**Data section**.
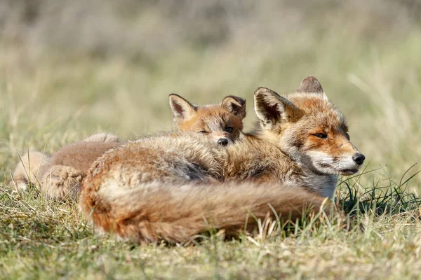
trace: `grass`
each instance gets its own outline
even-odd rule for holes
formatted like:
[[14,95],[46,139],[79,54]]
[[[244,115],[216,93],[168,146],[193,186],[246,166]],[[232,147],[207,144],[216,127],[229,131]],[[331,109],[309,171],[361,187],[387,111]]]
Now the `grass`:
[[[136,244],[99,237],[75,203],[51,203],[32,190],[0,192],[0,276],[5,279],[411,278],[420,273],[420,199],[397,188],[361,195],[343,184],[346,217],[302,227],[279,225],[224,240]],[[392,183],[392,182],[391,182]],[[344,186],[345,187],[345,186]],[[353,200],[359,197],[357,201]],[[373,202],[376,202],[377,204]],[[347,206],[350,206],[347,207]]]
[[[40,0],[33,13],[0,4],[11,9],[0,8],[0,278],[420,277],[417,2],[85,2]],[[367,158],[338,181],[342,216],[236,240],[135,244],[94,234],[75,203],[8,186],[18,153],[171,129],[171,92],[197,104],[243,97],[247,130],[258,87],[282,94],[309,74]]]

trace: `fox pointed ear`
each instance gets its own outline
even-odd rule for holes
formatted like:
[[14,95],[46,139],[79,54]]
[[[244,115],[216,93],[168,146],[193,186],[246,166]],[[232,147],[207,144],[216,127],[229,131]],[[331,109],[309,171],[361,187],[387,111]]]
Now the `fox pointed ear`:
[[246,118],[246,99],[229,95],[221,102],[221,107],[226,108],[241,118]]
[[172,93],[169,99],[174,122],[180,122],[196,113],[197,108],[180,95]]
[[297,90],[298,92],[324,93],[320,82],[314,76],[305,77]]
[[291,102],[276,92],[259,88],[255,92],[255,111],[265,130],[272,130],[282,122],[296,121],[302,115],[301,111]]

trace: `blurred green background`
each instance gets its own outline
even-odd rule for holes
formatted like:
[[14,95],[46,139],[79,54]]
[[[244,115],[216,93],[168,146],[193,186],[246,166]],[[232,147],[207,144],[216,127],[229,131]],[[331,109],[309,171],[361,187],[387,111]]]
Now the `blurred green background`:
[[18,151],[171,129],[171,92],[245,97],[248,130],[258,87],[314,75],[380,169],[364,179],[399,181],[421,159],[420,15],[418,0],[2,0],[0,175]]

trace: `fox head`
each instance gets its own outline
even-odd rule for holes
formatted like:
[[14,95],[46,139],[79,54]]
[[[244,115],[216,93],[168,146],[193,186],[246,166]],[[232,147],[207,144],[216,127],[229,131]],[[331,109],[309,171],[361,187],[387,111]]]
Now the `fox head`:
[[196,106],[178,94],[171,94],[169,98],[180,131],[203,134],[222,146],[239,137],[246,117],[245,99],[230,95],[220,104]]
[[351,175],[362,165],[365,157],[349,141],[345,118],[316,78],[305,78],[286,97],[259,88],[254,98],[262,136],[313,172]]

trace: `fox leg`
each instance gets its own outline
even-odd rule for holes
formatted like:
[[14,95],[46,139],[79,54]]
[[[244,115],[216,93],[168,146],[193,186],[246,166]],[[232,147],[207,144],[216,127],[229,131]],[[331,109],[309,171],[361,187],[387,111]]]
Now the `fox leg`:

**The request**. Leave out the pictures and output every record above precisely as given.

**Exercise answer**.
trace: `grass`
each instance gets its own outline
even-odd rule for holes
formatted like:
[[14,95],[46,139],[79,54]]
[[[244,115],[216,93],[168,146],[193,186],[246,166]],[[232,147],[207,144],[216,127],[229,131]],[[331,109],[309,171],[361,187],[387,111]]]
Now the `grass`:
[[[136,244],[99,237],[75,203],[51,203],[32,190],[0,192],[0,276],[5,279],[411,278],[420,273],[420,199],[397,188],[361,195],[343,184],[346,217],[302,227],[279,225],[224,240]],[[392,183],[392,182],[391,182]],[[344,186],[345,187],[345,186]],[[353,200],[359,197],[357,201]],[[373,202],[376,202],[377,204]],[[347,206],[350,206],[347,207]]]
[[[40,0],[33,13],[0,4],[11,9],[0,8],[0,278],[420,277],[417,2],[85,2]],[[367,158],[338,181],[342,216],[236,240],[135,244],[94,234],[75,203],[8,186],[18,153],[171,129],[171,92],[197,104],[243,97],[247,130],[258,87],[282,94],[309,74]]]

trace: `fox pointed ear`
each instance gets its own outline
even-odd rule for holes
formatted like:
[[14,95],[46,139],[79,54]]
[[[244,115],[216,93],[168,146],[193,186],[246,166]],[[232,147],[207,144],[216,127],[229,131]],[[331,109],[309,171],[361,187],[387,111]]]
Now the `fox pointed ear`:
[[246,118],[246,99],[229,95],[221,102],[221,107],[226,108],[241,118]]
[[172,93],[169,99],[174,122],[180,122],[196,113],[197,108],[180,95]]
[[297,90],[298,92],[324,93],[320,82],[314,76],[305,77]]
[[291,102],[276,92],[259,88],[255,92],[255,111],[265,130],[272,130],[282,122],[296,121],[302,115],[301,111]]

trace: `blurred green background`
each instance gets its own outline
even-odd rule for holes
formatted like:
[[14,95],[46,139],[79,54]]
[[[244,115],[216,93],[168,146],[193,186],[246,166]],[[232,147],[207,144],[216,127],[229,131]],[[331,109],[309,171],[361,187],[387,111]]]
Now the `blurred green background`:
[[18,151],[171,129],[171,92],[245,97],[248,130],[258,87],[314,75],[380,169],[364,179],[399,181],[421,159],[420,15],[418,0],[2,0],[0,175]]

trace: `fox head`
each instance gets its own outline
even-odd rule for holes
formatted like:
[[14,95],[46,139],[79,54]]
[[[244,115],[216,93],[168,146],[193,186],[246,166]],[[232,147],[207,144],[216,127],[229,131]],[[331,109],[309,171],[361,187],[387,111]]]
Now the `fox head`:
[[196,106],[178,94],[171,94],[169,98],[180,131],[203,134],[222,146],[239,137],[246,117],[245,99],[230,95],[220,104]]
[[351,175],[362,165],[365,157],[349,141],[345,118],[316,78],[305,78],[286,97],[259,88],[254,98],[262,136],[313,172]]

trace: `fox leg`
each instance gets its own outline
even-odd rule for holes
formatted like:
[[14,95],[46,139],[79,54]]
[[[244,115],[216,93],[168,146],[193,186],[246,166]],[[232,147],[207,144],[216,127],[229,131]],[[331,109],[309,171],[361,187],[387,111]]]
Now the `fox leg`:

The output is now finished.